::: Given passage :::

Canadian economist Peter Howitt is part of a group of three researchers who have won the Nobel Prize in economics, the Royal Swedish Academy of Sciences announced Monday.

Howitt, Joel Mokyr and Philippe Aghion were recognized for their research into the impact of innovation on economic growth and how new technologies replace old ones – a key economic concept known as “creative destruction”.

The winners represent contrasting but complementary approaches to economics. Mokyr is an economic historian who looked at long-term trends using historical sources, while Howitt and Aghion relied on mathematics to explain how creative destruction works.

Howitt, 79, received his bachelor’s degree in economics from McGill University in Montreal and his master’s degree from Western University in London, Ontario. He is a professor of social sciences at Brown University in Providence, RI.

Aghion, 69, is a graduate of the Collège de France and the London School of Economics. Mokyr, 79, of Dutch origin, graduated from Northwestern University.

Mokyr was still trying to get his morning coffee when he was contacted by phone by an Associated Press reporter and said he was shocked to win the prize.

::: Supplied material :::

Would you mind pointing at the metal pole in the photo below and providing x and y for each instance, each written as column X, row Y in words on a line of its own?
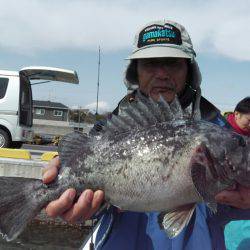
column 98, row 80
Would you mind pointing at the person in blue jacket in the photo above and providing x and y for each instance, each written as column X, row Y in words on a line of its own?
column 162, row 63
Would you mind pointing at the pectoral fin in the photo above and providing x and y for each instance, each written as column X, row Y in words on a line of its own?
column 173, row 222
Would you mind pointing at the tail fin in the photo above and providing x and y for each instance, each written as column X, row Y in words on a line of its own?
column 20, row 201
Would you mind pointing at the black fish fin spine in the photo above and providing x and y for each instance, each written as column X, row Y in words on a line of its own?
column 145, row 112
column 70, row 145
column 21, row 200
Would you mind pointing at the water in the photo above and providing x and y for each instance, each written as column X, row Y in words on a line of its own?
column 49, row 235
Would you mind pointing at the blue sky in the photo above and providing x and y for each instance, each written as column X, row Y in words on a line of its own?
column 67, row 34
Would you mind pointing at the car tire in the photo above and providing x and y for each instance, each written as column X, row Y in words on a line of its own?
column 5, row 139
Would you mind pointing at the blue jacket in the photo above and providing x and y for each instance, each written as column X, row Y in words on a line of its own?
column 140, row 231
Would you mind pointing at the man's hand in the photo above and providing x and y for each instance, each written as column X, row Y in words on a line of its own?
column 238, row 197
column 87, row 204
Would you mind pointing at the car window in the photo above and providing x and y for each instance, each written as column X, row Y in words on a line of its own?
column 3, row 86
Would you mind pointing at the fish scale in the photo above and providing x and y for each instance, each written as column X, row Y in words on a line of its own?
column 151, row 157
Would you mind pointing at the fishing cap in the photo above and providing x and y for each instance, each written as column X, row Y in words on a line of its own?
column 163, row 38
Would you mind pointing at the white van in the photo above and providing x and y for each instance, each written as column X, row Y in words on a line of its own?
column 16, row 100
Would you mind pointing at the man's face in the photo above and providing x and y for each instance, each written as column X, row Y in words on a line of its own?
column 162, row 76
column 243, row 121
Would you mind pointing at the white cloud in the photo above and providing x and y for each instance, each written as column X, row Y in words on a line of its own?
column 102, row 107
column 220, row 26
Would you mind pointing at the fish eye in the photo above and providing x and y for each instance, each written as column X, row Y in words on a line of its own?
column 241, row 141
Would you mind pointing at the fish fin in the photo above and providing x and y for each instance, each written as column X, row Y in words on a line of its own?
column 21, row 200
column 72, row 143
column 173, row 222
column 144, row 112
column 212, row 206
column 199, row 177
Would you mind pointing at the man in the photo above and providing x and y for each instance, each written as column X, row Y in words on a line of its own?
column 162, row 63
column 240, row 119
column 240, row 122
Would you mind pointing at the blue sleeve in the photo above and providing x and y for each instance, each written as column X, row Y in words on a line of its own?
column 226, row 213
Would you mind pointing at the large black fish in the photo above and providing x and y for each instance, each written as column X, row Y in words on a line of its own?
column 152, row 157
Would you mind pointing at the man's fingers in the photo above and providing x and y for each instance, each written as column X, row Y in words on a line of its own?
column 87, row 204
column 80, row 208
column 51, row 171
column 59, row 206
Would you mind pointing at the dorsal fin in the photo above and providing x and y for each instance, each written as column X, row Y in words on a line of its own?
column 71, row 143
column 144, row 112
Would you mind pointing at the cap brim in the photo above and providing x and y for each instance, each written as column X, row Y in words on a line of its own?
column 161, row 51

:::
::: Supplied material :::

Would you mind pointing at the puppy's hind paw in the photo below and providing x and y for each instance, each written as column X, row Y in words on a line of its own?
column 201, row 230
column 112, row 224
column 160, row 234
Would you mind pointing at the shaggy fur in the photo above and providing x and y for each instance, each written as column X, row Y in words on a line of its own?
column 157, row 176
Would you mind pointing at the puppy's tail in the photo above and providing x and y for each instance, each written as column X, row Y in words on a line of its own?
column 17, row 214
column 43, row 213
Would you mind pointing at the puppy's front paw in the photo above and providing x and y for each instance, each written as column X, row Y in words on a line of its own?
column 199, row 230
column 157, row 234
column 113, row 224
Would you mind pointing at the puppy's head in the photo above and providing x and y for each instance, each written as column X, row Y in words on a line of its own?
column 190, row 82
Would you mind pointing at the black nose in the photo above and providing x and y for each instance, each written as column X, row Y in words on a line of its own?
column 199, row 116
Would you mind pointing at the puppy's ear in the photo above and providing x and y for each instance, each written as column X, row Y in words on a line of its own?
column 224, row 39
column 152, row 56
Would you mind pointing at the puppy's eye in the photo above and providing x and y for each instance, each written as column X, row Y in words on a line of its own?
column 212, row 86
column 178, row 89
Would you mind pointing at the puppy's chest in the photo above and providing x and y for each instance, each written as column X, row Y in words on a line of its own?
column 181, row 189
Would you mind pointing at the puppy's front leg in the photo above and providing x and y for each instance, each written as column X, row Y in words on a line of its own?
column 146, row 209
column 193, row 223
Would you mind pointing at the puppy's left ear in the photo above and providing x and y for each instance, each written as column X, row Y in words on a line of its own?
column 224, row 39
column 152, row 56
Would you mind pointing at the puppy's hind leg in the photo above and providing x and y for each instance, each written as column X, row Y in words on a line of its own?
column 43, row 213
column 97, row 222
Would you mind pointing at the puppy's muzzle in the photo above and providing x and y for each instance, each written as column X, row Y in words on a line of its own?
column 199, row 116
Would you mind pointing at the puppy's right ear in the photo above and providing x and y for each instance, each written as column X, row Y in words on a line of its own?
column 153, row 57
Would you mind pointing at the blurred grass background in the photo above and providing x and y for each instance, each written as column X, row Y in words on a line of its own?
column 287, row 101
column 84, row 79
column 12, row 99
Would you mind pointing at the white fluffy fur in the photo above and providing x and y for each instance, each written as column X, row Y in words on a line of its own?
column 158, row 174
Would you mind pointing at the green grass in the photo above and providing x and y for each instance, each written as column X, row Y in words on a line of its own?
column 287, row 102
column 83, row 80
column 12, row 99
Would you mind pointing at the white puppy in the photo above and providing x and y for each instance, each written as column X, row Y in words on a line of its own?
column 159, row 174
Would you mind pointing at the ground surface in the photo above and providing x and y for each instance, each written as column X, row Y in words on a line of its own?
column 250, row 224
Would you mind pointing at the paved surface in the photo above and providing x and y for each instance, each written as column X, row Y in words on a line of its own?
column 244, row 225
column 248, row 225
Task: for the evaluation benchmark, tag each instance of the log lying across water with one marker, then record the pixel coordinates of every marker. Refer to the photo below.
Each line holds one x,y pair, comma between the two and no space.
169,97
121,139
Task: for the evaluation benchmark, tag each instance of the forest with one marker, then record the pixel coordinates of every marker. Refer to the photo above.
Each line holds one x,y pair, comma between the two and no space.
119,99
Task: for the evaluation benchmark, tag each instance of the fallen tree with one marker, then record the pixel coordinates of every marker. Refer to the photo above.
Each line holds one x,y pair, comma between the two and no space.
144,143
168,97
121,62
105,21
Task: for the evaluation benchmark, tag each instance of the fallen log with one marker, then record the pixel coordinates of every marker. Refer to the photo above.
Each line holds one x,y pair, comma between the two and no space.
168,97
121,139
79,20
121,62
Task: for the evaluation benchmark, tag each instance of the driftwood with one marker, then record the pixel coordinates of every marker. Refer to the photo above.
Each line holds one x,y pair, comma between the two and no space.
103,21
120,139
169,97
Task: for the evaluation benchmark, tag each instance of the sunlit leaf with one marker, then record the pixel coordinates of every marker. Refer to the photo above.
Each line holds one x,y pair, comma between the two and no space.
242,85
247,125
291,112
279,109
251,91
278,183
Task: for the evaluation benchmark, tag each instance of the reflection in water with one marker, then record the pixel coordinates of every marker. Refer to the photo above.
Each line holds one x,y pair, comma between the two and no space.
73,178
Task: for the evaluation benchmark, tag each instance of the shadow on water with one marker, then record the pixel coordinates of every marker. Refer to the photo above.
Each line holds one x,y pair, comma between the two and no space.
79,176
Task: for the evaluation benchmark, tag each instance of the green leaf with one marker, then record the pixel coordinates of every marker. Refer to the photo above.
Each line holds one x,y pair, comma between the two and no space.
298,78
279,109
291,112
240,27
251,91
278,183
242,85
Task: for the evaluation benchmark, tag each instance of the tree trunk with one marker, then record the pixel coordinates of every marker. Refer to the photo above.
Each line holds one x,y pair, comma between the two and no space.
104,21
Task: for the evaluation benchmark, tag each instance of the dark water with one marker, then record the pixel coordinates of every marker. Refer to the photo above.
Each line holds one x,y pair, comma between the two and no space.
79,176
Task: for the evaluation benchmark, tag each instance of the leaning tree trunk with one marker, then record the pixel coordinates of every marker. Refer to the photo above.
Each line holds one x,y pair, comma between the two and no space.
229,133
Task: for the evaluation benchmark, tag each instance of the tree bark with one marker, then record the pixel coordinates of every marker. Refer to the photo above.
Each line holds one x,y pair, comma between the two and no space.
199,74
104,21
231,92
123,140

:::
::: Supplied material :::

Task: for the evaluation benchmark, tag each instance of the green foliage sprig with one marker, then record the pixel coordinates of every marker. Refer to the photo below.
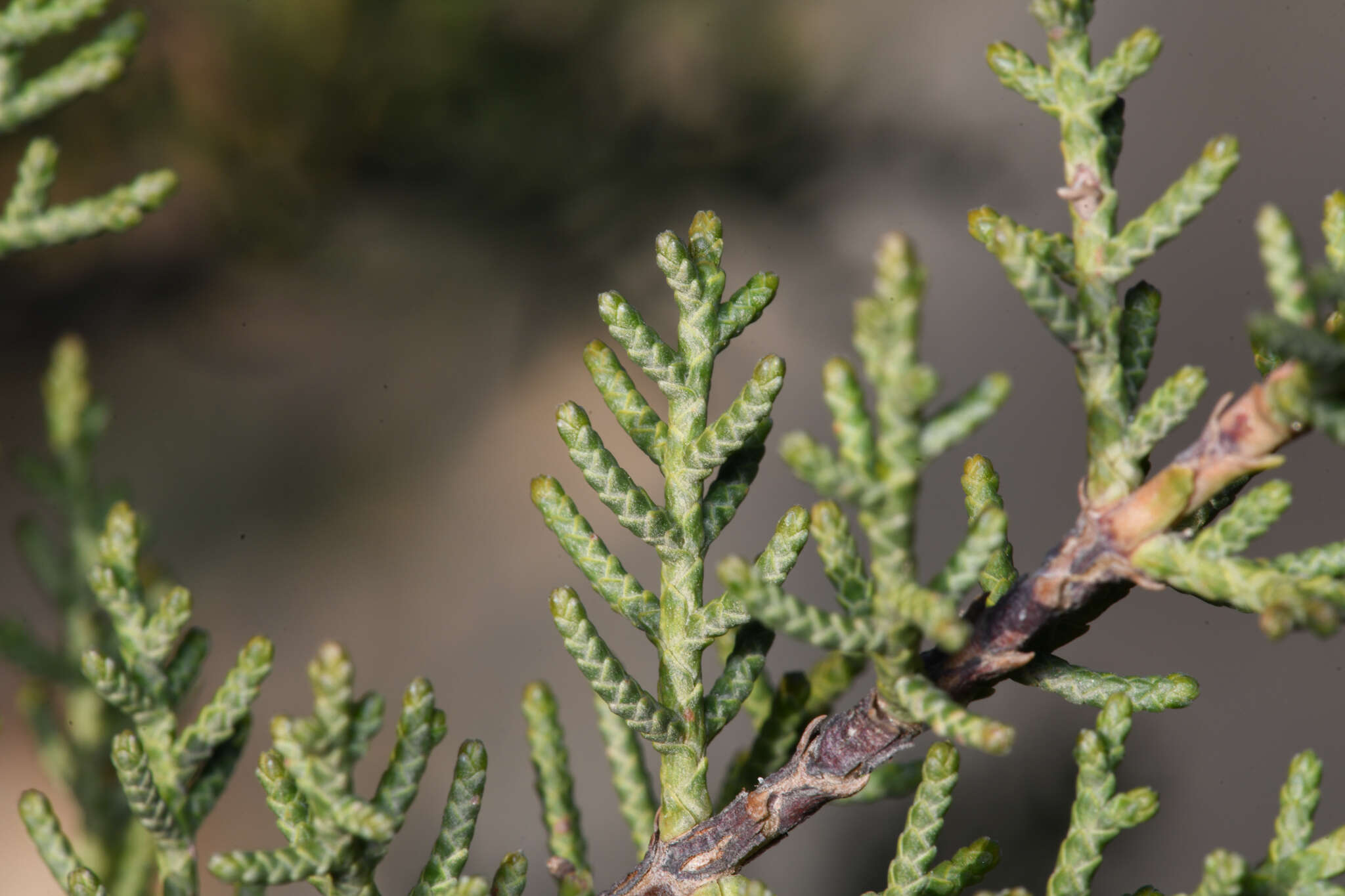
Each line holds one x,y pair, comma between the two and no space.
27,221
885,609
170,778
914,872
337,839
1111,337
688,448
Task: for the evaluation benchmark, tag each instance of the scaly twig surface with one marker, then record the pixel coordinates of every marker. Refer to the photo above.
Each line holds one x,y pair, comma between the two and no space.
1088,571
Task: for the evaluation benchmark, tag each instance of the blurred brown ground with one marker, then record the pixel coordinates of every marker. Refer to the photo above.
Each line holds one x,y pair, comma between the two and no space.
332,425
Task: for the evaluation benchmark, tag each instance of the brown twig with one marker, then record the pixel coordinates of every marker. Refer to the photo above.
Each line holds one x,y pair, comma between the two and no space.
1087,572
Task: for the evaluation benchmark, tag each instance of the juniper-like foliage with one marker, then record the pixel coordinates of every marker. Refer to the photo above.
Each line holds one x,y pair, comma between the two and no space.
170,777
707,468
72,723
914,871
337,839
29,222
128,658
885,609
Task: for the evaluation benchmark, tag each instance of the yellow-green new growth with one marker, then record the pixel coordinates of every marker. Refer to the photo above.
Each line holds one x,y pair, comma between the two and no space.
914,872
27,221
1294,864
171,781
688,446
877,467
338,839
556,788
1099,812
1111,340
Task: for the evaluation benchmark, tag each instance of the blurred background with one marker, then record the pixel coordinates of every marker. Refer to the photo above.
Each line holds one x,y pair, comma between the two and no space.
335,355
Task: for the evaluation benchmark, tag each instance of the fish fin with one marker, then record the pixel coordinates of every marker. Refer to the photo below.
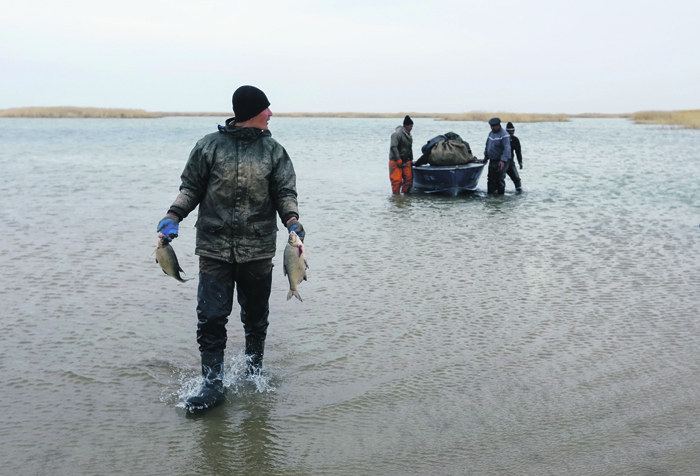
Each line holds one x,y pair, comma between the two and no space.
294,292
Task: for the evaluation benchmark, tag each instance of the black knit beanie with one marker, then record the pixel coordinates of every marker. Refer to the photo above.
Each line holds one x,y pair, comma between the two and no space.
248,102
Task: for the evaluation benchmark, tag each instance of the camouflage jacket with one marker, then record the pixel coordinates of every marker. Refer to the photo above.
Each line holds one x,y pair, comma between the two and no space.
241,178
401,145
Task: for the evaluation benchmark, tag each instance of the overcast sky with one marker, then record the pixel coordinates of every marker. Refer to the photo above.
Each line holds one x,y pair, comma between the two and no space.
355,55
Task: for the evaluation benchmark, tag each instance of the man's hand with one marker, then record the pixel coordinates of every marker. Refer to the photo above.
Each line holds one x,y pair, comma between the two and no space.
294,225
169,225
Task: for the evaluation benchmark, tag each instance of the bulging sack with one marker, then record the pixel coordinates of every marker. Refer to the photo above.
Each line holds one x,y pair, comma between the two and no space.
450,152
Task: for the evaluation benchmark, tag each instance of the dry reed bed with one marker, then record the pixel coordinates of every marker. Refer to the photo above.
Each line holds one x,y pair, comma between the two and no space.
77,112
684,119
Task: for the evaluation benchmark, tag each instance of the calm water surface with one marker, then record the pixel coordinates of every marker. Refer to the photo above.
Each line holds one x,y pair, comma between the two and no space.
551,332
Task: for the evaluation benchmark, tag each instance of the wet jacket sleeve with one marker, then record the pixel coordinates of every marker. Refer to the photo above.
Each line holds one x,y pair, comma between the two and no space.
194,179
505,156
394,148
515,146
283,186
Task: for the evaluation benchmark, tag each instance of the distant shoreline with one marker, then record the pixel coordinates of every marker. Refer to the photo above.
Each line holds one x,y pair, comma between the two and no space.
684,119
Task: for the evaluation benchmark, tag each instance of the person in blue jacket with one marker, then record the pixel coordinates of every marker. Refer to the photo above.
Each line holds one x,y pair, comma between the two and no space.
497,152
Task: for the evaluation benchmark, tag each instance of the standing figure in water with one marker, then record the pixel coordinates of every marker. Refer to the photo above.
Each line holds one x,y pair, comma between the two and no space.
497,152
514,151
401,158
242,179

:::

● **Questions**
**A.** Edit the Nobel economics passage, starting with "Howitt, Joel Mokyr" and going on through "in Providence, RI.", replacing "mathematics" with "math".
**B.** Answer these questions about the Nobel economics passage:
(i) Where did Howitt earn his master's degree?
(ii) What kind of scholar is Mokyr described as?
(iii) Which two institutions is Aghion a graduate of?
**C.** Extend the passage about the Nobel economics prize beyond its final sentence.

● **Written responses**
**A.**
Howitt, Joel Mokyr and Philippe Aghion were recognized for their research into the impact of innovation on economic growth and how new technologies replace old ones – a key economic concept known as “creative destruction”.

The winners represent contrasting but complementary approaches to economics. Mokyr is an economic historian who looked at long-term trends using historical sources, while Howitt and Aghion relied on math to explain how creative destruction works.

Howitt, 79, received his bachelor’s degree in economics from McGill University in Montreal and his master’s degree from Western University in London, Ontario. He is a professor of social sciences at Brown University in Providence, RI.

**B.**
(i) Western University in London, Ontario
(ii) An economic historian
(iii) The Collège de France and the London School of Economics

**C.**
“People always say that, but in this case I’m telling the truth: I had no idea something like this was going to happen,” he said.

His students had asked him about the possibility of him winning the Nobel, he said. “I told them I had a better chance of being elected pope than winning the Nobel Prize in economics – and besides, I’m Jewish.”

Mokyr turns 80 next summer but said he has no plans to retire. “This is the kind of job I’ve dreamed of my whole life,” he said.

Aghion also said he was shocked by the honor. “I can’t find the words to express what I feel,” he said by telephone during the press conference in Stockholm. He said he would invest his prize money in his research laboratory.

Asked about the current trade wars and protectionism around the world, Aghion said: “I do not welcome the protectionist policy of the United States. It is not good for global growth and innovation.”

“Creative destruction”

Winners were recognized for better explaining and quantifying “creative destruction,” a key concept in economics that refers to the process by which new, beneficial innovations replace – and thus destroy – older technologies and businesses.

The concept is generally associated with economist Joseph Schumpeter, who described it in his 1942 book. Capitalism, socialism and democracy.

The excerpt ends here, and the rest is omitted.